── MATERIAL PROVIDED

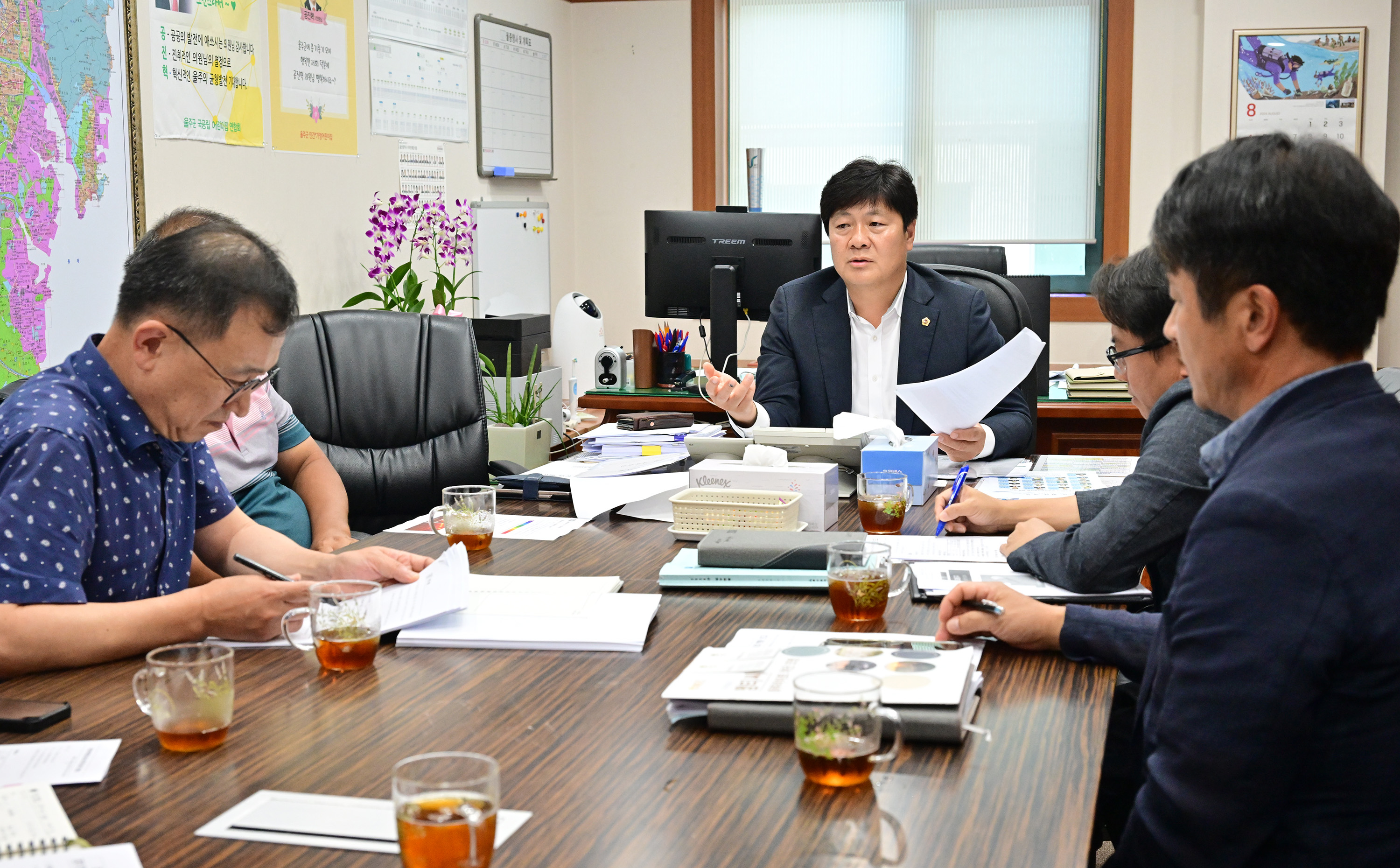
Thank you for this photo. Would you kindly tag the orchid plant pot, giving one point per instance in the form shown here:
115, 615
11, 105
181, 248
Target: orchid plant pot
527, 446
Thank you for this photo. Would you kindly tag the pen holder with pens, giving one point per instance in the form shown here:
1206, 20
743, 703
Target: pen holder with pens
672, 370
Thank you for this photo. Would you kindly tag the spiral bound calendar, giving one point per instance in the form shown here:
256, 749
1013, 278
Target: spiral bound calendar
33, 821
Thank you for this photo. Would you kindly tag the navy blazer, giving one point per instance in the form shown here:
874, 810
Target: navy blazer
805, 359
1270, 710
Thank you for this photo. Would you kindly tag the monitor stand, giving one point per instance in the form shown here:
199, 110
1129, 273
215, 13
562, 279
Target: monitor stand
724, 320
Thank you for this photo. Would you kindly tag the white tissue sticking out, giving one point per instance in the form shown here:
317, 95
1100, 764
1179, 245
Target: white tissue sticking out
765, 457
850, 425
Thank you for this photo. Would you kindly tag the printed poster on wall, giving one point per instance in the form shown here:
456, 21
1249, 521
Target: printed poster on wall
313, 76
1300, 82
206, 69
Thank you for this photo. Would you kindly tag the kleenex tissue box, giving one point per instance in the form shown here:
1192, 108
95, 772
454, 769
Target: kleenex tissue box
916, 458
815, 481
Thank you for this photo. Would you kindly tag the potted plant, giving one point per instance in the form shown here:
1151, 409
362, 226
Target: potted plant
517, 432
433, 236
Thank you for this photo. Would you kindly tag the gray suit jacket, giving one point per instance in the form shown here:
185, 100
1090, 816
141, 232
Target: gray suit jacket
805, 360
1143, 521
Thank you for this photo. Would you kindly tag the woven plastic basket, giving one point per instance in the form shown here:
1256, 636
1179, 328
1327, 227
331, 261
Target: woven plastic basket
702, 510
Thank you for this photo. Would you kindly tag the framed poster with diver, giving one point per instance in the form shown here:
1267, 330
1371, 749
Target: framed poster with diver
1300, 82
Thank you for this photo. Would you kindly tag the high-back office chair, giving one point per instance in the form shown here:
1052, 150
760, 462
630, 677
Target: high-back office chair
397, 404
1010, 314
989, 258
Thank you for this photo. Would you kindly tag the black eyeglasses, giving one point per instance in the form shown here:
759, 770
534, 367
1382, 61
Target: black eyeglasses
238, 388
1147, 348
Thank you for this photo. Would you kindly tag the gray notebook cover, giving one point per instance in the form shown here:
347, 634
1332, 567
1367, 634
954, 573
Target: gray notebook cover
776, 549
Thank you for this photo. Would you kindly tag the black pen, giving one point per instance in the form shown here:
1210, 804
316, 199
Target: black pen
272, 573
985, 605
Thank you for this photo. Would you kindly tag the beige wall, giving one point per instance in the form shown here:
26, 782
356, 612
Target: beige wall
314, 208
632, 149
622, 125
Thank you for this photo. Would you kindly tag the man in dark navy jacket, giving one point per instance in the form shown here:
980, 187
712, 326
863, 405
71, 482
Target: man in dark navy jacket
1269, 721
840, 339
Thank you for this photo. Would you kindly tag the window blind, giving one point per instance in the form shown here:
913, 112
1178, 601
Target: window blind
993, 105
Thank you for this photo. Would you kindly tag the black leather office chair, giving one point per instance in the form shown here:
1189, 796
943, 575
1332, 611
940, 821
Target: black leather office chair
989, 258
10, 388
397, 404
1010, 314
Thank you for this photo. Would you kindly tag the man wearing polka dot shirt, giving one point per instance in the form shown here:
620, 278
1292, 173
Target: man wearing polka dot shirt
107, 488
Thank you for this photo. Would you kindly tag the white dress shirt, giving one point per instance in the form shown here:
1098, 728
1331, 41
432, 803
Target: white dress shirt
874, 369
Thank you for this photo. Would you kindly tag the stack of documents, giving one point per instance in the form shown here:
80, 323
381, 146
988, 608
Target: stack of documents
1041, 485
943, 562
748, 684
609, 443
542, 612
1094, 383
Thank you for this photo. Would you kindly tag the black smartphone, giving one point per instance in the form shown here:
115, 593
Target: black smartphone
26, 716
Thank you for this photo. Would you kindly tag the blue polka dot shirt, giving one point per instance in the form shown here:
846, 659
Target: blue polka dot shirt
96, 506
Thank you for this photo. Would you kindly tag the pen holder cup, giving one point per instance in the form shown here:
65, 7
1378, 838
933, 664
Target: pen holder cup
672, 370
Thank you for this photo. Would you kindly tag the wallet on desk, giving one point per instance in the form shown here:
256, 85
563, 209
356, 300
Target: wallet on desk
653, 420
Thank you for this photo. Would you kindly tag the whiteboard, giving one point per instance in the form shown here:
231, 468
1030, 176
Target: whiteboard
511, 258
514, 101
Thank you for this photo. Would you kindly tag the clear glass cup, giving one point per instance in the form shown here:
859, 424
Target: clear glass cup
345, 618
838, 723
860, 579
446, 808
882, 499
188, 692
468, 516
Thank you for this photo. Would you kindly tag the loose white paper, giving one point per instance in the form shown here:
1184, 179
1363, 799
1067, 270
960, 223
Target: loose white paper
626, 467
1034, 486
570, 622
535, 527
945, 548
940, 577
338, 822
597, 496
112, 856
962, 399
996, 467
56, 763
441, 588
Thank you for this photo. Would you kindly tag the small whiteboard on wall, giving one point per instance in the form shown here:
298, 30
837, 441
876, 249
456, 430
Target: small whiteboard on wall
514, 101
511, 258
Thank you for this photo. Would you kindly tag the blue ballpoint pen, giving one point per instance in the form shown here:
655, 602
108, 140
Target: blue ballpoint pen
962, 478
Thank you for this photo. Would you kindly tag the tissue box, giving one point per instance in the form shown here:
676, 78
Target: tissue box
817, 482
916, 458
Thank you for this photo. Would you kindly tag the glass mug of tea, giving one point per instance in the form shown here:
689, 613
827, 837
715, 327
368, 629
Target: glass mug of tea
468, 516
882, 497
188, 692
446, 808
345, 623
860, 577
838, 723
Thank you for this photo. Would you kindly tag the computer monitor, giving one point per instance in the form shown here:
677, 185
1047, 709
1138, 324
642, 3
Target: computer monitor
696, 259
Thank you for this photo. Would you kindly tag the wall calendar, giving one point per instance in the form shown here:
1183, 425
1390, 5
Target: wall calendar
1301, 83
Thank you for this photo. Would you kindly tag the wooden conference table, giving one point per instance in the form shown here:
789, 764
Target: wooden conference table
583, 741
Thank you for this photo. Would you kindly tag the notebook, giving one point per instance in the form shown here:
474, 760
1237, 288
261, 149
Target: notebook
33, 821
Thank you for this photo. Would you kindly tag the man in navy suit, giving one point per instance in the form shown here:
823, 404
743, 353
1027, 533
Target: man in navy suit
1267, 730
840, 339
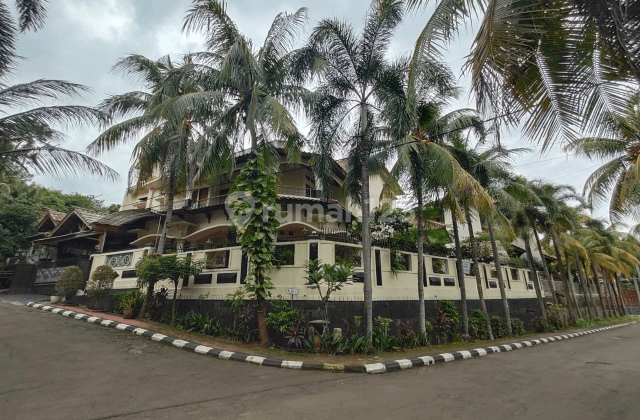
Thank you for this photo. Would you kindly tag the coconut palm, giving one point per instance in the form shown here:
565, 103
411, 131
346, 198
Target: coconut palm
31, 16
350, 71
29, 141
561, 64
415, 119
489, 165
618, 179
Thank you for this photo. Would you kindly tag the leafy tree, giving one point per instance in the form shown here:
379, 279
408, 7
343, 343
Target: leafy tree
101, 282
331, 278
70, 281
561, 64
617, 180
349, 71
255, 217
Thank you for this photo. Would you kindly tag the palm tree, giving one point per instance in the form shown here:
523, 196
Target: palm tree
490, 167
350, 71
256, 93
617, 180
31, 16
28, 139
256, 89
415, 118
558, 219
562, 64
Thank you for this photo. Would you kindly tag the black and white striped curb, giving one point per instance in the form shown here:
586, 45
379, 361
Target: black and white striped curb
197, 348
479, 352
390, 366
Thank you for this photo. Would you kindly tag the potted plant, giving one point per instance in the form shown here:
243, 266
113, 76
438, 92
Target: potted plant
69, 282
130, 304
101, 282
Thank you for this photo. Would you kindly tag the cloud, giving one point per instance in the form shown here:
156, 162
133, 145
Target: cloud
107, 20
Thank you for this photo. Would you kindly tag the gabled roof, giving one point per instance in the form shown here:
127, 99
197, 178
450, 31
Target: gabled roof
55, 217
88, 217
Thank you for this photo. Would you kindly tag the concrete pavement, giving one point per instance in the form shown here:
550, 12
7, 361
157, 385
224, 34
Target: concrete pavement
54, 367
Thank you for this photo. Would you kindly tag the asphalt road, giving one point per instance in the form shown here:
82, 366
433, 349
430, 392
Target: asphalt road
53, 367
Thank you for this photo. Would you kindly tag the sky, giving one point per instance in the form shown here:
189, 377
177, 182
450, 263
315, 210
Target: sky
84, 38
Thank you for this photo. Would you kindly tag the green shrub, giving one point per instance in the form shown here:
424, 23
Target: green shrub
517, 327
499, 327
70, 281
450, 309
478, 325
101, 282
283, 315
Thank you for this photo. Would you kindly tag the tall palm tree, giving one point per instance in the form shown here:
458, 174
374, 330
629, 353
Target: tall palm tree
350, 71
29, 141
415, 118
616, 181
557, 219
490, 167
256, 89
31, 16
562, 64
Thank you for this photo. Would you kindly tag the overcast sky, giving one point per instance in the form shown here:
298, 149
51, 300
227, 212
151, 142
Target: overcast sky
84, 38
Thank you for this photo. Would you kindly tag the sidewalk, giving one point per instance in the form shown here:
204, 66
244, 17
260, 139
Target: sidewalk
351, 362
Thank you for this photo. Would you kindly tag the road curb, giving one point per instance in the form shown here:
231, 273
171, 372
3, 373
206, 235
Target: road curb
372, 368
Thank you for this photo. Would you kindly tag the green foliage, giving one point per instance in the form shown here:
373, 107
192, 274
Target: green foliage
125, 300
256, 221
283, 315
499, 327
382, 340
70, 281
450, 309
517, 327
478, 325
101, 281
17, 222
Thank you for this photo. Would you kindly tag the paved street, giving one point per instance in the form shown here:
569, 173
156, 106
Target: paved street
58, 368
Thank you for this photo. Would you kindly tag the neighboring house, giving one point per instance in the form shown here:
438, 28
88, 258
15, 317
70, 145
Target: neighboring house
314, 225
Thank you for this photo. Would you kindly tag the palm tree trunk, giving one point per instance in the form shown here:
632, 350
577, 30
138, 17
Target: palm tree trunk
168, 216
474, 254
583, 286
536, 283
420, 227
635, 284
612, 297
599, 289
563, 275
174, 304
552, 285
503, 292
572, 290
619, 290
366, 240
460, 273
592, 301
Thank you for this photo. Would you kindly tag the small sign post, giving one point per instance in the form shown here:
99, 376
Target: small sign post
293, 292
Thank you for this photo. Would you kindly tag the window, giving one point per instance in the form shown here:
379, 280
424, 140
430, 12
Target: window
202, 279
435, 281
401, 261
284, 255
227, 278
348, 254
439, 266
218, 259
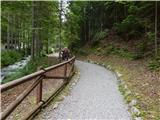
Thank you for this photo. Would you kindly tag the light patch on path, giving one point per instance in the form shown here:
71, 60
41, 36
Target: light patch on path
96, 96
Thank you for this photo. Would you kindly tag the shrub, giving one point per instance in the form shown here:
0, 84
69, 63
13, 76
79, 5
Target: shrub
82, 52
130, 26
10, 57
99, 36
154, 64
119, 51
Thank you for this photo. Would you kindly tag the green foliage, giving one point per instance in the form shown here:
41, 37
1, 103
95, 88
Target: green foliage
110, 49
151, 36
154, 64
99, 36
9, 57
82, 52
130, 26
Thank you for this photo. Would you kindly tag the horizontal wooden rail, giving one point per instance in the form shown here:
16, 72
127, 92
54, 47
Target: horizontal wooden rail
38, 76
19, 81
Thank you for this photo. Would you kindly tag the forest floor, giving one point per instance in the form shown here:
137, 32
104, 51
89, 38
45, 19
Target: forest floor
143, 83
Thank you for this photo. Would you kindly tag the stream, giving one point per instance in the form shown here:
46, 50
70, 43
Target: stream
14, 67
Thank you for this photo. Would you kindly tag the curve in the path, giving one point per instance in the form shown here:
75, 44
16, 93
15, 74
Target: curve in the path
96, 96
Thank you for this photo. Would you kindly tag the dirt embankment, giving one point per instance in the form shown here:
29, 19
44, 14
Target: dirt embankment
144, 84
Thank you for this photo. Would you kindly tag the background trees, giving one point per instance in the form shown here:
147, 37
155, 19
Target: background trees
27, 26
131, 21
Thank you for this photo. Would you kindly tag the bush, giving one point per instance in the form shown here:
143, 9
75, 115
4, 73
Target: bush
10, 57
99, 36
154, 64
82, 52
130, 26
119, 51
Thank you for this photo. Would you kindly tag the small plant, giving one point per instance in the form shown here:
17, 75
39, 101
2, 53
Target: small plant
82, 52
154, 64
99, 36
10, 57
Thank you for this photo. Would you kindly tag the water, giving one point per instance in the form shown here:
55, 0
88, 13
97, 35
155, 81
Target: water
13, 68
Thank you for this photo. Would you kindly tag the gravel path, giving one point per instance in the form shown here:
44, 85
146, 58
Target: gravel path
95, 96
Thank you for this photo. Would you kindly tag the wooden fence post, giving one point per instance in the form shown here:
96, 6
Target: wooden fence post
65, 70
39, 89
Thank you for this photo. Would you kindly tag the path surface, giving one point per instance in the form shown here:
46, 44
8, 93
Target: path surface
95, 96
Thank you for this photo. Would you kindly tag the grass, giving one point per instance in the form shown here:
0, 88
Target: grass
30, 68
143, 83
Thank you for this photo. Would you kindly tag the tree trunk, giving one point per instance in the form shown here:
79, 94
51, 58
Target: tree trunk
8, 33
156, 49
33, 30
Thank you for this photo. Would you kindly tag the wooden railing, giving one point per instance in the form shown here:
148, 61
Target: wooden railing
39, 77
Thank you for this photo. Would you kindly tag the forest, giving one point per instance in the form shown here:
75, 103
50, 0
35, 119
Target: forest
123, 34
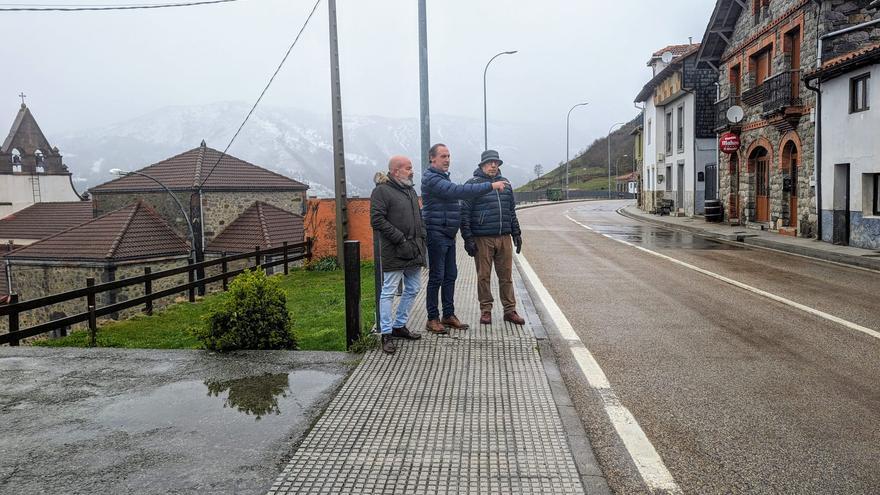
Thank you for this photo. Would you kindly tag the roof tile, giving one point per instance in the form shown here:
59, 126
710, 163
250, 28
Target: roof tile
190, 168
41, 220
261, 225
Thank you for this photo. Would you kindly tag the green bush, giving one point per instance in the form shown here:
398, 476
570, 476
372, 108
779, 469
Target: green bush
325, 264
252, 316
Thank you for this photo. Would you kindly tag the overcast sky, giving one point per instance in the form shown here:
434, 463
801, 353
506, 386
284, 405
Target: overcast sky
83, 70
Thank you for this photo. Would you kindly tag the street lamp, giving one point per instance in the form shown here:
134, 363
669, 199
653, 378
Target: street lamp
608, 138
192, 236
567, 120
617, 172
485, 120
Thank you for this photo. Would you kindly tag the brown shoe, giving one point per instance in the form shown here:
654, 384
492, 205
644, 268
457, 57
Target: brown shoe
514, 318
435, 327
454, 322
486, 318
404, 333
388, 345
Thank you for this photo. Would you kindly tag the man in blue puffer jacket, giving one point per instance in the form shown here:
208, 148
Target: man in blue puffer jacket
488, 224
441, 212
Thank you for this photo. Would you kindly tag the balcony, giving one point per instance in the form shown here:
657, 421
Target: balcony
782, 90
721, 108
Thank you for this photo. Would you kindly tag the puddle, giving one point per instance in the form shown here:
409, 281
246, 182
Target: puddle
225, 414
648, 236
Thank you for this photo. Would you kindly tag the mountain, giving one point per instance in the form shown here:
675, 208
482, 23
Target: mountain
589, 169
294, 143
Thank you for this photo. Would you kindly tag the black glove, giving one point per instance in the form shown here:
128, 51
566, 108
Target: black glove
470, 246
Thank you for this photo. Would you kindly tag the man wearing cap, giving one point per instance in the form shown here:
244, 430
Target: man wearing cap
442, 219
490, 230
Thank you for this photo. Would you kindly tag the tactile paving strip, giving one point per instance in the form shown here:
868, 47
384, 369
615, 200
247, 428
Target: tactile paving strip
471, 412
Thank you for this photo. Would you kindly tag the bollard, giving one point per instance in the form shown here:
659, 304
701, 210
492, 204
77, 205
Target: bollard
352, 262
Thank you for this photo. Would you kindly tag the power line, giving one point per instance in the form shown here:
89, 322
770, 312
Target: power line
277, 70
87, 7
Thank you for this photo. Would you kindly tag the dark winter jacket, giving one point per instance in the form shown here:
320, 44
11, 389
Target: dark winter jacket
492, 214
440, 200
395, 217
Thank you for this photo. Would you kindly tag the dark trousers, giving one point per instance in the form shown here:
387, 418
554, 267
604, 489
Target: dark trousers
442, 272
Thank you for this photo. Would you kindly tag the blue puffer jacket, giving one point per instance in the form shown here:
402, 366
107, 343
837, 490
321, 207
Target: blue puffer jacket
492, 214
440, 197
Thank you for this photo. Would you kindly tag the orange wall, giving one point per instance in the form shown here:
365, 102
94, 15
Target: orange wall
320, 223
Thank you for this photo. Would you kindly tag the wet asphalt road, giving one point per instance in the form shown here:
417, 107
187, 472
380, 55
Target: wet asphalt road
738, 393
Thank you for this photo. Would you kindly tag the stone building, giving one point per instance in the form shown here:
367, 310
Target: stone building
679, 149
31, 170
213, 191
760, 49
114, 246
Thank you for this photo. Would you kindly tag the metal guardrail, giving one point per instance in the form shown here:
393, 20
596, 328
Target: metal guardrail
288, 254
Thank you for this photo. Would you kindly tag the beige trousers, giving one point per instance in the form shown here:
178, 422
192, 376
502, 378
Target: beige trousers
497, 250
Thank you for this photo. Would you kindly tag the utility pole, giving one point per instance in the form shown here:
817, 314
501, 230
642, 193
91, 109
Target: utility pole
423, 83
338, 148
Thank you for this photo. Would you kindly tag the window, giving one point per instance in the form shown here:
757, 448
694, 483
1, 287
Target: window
680, 136
858, 93
735, 80
669, 132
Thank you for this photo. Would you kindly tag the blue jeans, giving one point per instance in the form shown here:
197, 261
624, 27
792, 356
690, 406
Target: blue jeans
412, 282
441, 275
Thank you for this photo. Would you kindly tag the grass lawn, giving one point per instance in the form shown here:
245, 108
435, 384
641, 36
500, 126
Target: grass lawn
315, 299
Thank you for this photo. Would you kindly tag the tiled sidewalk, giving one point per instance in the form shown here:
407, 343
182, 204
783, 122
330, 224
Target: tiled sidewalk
471, 412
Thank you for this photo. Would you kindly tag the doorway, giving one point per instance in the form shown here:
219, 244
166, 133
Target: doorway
761, 164
679, 186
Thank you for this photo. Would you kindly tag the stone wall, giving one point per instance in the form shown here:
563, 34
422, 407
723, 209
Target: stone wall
774, 130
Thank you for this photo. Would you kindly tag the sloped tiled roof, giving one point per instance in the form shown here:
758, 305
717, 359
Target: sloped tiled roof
190, 168
135, 231
676, 50
661, 76
41, 220
864, 55
261, 225
25, 122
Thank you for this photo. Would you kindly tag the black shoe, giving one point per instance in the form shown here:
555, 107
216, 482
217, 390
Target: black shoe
404, 333
388, 345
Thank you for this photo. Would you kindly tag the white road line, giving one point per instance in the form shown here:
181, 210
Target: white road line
644, 456
754, 290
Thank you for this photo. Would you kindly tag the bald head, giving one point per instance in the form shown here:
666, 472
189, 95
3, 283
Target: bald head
400, 168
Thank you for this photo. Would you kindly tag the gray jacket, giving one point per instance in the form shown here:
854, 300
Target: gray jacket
396, 217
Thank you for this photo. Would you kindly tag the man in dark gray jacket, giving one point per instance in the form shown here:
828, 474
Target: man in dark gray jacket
396, 218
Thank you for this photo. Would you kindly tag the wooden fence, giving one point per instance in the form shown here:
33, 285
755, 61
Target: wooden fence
287, 254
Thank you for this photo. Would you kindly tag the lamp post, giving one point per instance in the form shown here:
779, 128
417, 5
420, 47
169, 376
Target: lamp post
192, 235
485, 120
617, 173
567, 120
608, 138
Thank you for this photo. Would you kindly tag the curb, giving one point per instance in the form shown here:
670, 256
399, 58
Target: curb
756, 241
592, 477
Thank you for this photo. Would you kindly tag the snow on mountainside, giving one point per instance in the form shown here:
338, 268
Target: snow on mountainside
294, 143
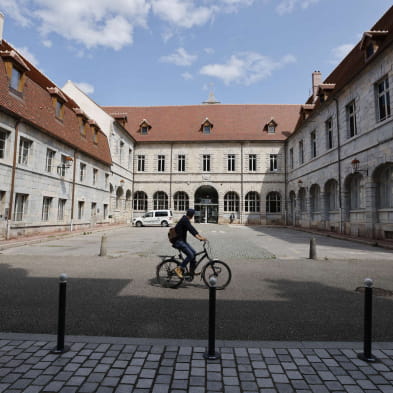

────

**EXERCISE DIRECTIONS**. Find every line in the items above that contains the word "trousers", and copy each of those lines.

**RESPONSE TO THE TASK**.
Thank you for this photo. Would you kindly tag the dark trousers, giving one point per instance in the form shown here:
Target: dark trousers
Thank you for this photo. Would you kindly tag the beige trousers, giving one point per instance in the form shown here:
Target: beige trousers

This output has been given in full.